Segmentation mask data
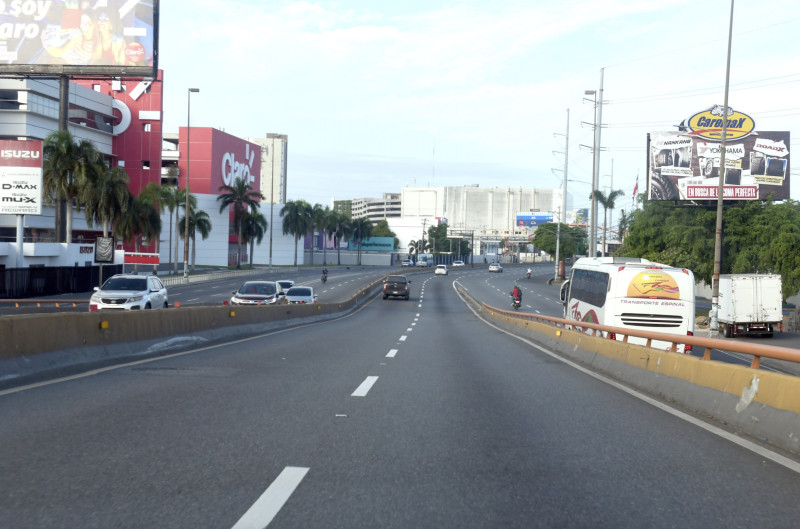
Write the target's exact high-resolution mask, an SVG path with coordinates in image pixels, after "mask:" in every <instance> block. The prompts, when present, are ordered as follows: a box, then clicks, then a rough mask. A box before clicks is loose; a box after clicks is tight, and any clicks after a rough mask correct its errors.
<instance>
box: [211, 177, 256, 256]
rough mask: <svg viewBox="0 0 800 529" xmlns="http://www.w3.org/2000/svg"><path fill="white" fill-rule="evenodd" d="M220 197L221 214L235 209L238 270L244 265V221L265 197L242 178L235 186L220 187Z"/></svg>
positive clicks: (219, 189)
mask: <svg viewBox="0 0 800 529" xmlns="http://www.w3.org/2000/svg"><path fill="white" fill-rule="evenodd" d="M219 191H220V193H221V194H220V195H219V196H217V202H219V212H220V213H222V212H223V211H225V210H227V209H228V208H231V207H233V225H234V230H235V231H236V235H237V238H236V268H241V263H242V220H243V219H244V217H245V215H247V210H249V209H252V210H258V208H259V207H260V204H259V200H264V195H262V194H261V193H260V192H258V191H256V190H255V189H253V186H251V185H250V184H249V183H248V182H245V181H244V180H243V179H242V178H237V179H236V180H234V182H233V185H232V186H231V185H221V186H219Z"/></svg>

> [DIRECTIVE]
Rewrite the listing with each "rough mask" renamed to "coarse mask" and everything else unchanged, leaving out the pictures.

> [ANSWER SECTION]
Write the target's exact high-resolution mask, an SVG path with coordinates in image pixels, after "mask:" in every <instance> block. The prompts, when present, are ordered as follows: a box, then clicks, then a coarse mask. A box before clicks is loose; a box after clicks is tight, and any clicks after a coarse mask correct its errors.
<instance>
box: [211, 177, 256, 256]
coarse mask: <svg viewBox="0 0 800 529" xmlns="http://www.w3.org/2000/svg"><path fill="white" fill-rule="evenodd" d="M220 197L221 214L235 209L238 270L244 265V221L265 197L242 178L235 186L220 187Z"/></svg>
positive clicks: (219, 189)
mask: <svg viewBox="0 0 800 529" xmlns="http://www.w3.org/2000/svg"><path fill="white" fill-rule="evenodd" d="M219 191H220V193H221V194H220V195H219V196H217V202H219V212H220V213H222V212H223V211H225V210H227V209H228V208H231V207H233V225H234V230H235V231H236V235H237V238H236V268H241V263H242V220H243V219H244V217H245V215H247V210H249V209H252V210H258V208H259V207H260V204H259V200H264V195H262V194H261V193H260V192H258V191H256V190H255V189H253V186H251V185H250V184H249V183H248V182H245V181H244V180H243V179H242V178H237V179H236V180H234V182H233V185H232V186H231V185H221V186H219Z"/></svg>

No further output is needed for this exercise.